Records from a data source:
────────

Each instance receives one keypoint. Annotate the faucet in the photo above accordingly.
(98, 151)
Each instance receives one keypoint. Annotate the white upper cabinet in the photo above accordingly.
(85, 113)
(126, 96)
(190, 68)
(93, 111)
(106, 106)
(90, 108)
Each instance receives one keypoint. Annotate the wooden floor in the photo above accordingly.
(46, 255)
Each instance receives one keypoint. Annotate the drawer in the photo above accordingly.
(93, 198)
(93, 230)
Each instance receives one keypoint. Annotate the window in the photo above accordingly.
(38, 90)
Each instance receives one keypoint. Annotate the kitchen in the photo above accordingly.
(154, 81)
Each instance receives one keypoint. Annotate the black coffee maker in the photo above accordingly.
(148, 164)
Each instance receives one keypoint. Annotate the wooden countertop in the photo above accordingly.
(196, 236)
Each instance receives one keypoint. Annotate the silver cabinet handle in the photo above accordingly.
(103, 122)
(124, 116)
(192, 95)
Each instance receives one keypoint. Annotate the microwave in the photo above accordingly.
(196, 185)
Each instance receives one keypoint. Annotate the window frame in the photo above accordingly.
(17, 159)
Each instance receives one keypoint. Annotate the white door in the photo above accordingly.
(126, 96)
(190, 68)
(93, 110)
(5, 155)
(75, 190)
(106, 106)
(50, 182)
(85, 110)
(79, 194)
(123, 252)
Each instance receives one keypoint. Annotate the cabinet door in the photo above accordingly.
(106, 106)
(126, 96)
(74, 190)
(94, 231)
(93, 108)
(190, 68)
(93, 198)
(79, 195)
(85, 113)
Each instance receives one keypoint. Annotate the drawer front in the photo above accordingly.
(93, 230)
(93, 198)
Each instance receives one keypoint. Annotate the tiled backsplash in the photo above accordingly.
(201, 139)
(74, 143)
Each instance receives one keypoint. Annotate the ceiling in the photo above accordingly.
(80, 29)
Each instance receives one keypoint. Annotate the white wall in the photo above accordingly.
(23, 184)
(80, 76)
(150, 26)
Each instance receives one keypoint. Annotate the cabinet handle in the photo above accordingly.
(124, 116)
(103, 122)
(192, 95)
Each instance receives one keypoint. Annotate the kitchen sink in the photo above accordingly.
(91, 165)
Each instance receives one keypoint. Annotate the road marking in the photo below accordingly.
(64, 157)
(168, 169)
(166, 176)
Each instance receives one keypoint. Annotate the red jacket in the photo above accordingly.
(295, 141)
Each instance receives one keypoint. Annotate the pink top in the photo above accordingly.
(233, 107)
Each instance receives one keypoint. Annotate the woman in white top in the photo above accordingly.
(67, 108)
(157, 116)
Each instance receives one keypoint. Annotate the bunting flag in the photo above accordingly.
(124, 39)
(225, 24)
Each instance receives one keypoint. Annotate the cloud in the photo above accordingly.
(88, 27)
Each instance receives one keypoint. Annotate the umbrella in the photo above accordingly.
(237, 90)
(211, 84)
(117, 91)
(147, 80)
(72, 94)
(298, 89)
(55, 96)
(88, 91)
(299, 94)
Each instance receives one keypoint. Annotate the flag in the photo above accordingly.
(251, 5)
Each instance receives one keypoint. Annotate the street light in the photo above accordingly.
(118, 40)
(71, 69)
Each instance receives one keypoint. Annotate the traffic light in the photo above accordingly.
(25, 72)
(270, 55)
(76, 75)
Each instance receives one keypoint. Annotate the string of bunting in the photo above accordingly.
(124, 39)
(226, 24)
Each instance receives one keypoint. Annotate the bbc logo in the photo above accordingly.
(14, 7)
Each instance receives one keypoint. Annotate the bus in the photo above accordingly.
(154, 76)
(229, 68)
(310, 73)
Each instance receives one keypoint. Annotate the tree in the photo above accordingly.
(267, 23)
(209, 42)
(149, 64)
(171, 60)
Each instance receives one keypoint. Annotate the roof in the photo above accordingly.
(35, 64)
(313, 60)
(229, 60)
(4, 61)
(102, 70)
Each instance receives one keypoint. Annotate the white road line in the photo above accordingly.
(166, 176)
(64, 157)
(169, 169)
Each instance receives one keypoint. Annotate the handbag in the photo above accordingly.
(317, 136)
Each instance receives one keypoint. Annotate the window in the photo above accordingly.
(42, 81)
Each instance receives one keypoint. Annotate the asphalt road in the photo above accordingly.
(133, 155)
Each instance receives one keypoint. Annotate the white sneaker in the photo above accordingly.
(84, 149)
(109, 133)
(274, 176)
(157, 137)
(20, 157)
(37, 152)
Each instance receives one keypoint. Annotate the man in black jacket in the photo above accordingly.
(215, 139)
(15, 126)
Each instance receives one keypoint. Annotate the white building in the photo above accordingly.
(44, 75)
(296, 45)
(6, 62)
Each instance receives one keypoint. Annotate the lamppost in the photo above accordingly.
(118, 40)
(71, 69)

────────

▶ **WHAT YOU ARE ASKED TO DO**:
Copy every line of the material, please, keeping it exactly the same.

▶ **SOLUTION FOR THIS PROBLEM**:
Each instance receives one keypoint. Annotate the faucet in the photo above accordingly.
(98, 151)
Each instance receives one keypoint. Annotate the white upper cabinet in the photo above accordingly.
(85, 113)
(126, 96)
(190, 68)
(93, 111)
(106, 106)
(90, 108)
Each instance receives one keypoint. Annotate the wooden floor in the photo above accordingly.
(46, 255)
Each instance receives one keypoint. Annotate the drawer in the photo above accordingly.
(93, 198)
(93, 230)
Each instance receives one keypoint. Annotate the window in the photo above accordingly.
(38, 90)
Each instance receives one keypoint. Annotate the kitchen in the photo above accordingly.
(154, 81)
Each instance receives one keypoint. Annotate the black coffee maker in the photo above accordingly.
(148, 164)
Each instance receives one keypoint. Annotate the wooden countertop in the photo above accordingly.
(196, 236)
Each instance receives one keypoint. Annotate the silver cabinet handle in the photo above accordingly.
(103, 122)
(124, 116)
(192, 95)
Each instance receives one keypoint. Annotate the microwave in the photo above accordingly.
(196, 185)
Each instance receives one keypoint. Annotate the window frame in the photo above accordingly.
(17, 159)
Each instance receives one keypoint. Annotate the white door in the photo above accordingly.
(126, 96)
(190, 68)
(93, 110)
(5, 155)
(75, 190)
(106, 106)
(50, 182)
(85, 110)
(79, 194)
(123, 252)
Each instance receives one keypoint. Annotate the cabinet door in the photo above accordingly.
(106, 106)
(126, 96)
(74, 190)
(94, 231)
(93, 108)
(190, 68)
(93, 198)
(79, 195)
(85, 113)
Each instance receives one keypoint. Annotate the drawer front in the photo above accordingly.
(93, 230)
(93, 198)
Each instance receives one keypoint. Annotate the tiled backsplash in the photo above accordingly.
(201, 139)
(74, 143)
Each instance receives one keypoint. Annotate the ceiling in the photo above accordingly.
(80, 29)
Each instance receives one keypoint. Annotate the white wall in the photo above accordingly.
(23, 184)
(80, 76)
(150, 26)
Each instance receives one keypoint. Annotate the cabinet handle in the photo above accordingly.
(124, 116)
(103, 122)
(192, 95)
Each instance receives one keypoint. Annotate the kitchen sink in the photo above accordingly.
(91, 165)
Each instance receives one keypoint. Annotate the road marking in the photo below accordingly.
(64, 157)
(168, 169)
(166, 176)
Each instance receives one keypoint. Annotate the red jacket in the photo above accordingly.
(295, 141)
Each instance receives one keypoint. Annotate the pink top in the photo above accordingly.
(233, 107)
Each instance receives one keypoint. Annotate the woman in white top in the photo above accordingly.
(67, 108)
(157, 116)
Each instance receives one keypoint. Annotate the bunting flag in the photo above accordingly.
(124, 39)
(225, 24)
Each instance receives one keypoint. Annotate the cloud in the photo above accordingly.
(88, 27)
Each instance receives one keypoint. Annotate the umbrella in the photo above accordingly.
(237, 90)
(211, 84)
(117, 91)
(147, 80)
(72, 94)
(298, 89)
(55, 96)
(88, 91)
(299, 94)
Each instance receives one keypoint. Annotate the flag in the photo above accordingly.
(251, 5)
Each instance receives one keypoint. Annotate the street light in the photo above accordingly.
(118, 40)
(71, 69)
Each instance receives one keypoint. Annotate the traffic light in the photo above accordingly.
(25, 72)
(270, 55)
(76, 75)
Each instance receives one keypoint. Annotate the string of bunting in the photo above accordingly.
(124, 39)
(226, 24)
Each instance receives one keypoint. Annotate the bbc logo in the photo above accordingly.
(14, 7)
Each instance receives one keypoint. Annotate the bus in the photo above accordingly.
(154, 76)
(229, 68)
(310, 73)
Each instance receives one keypoint. Annotate the tree in the photo above accordingly.
(267, 23)
(209, 42)
(149, 64)
(171, 60)
Each instance receives one keypoint. Annotate the roof in the photo above accordingly.
(35, 64)
(313, 60)
(229, 60)
(4, 61)
(102, 70)
Each instance receives one keypoint. Annotate the white road line in the photo above accordingly.
(166, 176)
(64, 157)
(169, 169)
Each instance receives one keypoint. Annotate the handbag in the photo above accordingly.
(317, 136)
Each instance receives one keypoint. Annotate the window in the photo above accordingly.
(42, 81)
Each instance receives one keypoint. Annotate the asphalt road in the photo above accordingly.
(133, 155)
Each instance receives one keypoint. Annotate the white sneaker in the photo above accordingly.
(84, 149)
(109, 133)
(274, 176)
(157, 137)
(20, 157)
(37, 152)
Each instance receives one keypoint. Annotate the man in black jacket in the photo above accordingly.
(215, 139)
(15, 126)
Each instance receives one keypoint. Annotate the white building in the photo above accordingly.
(44, 75)
(296, 45)
(6, 62)
Each instance receives one keypoint. Annotate the lamppost in the photo above accordingly.
(118, 40)
(71, 69)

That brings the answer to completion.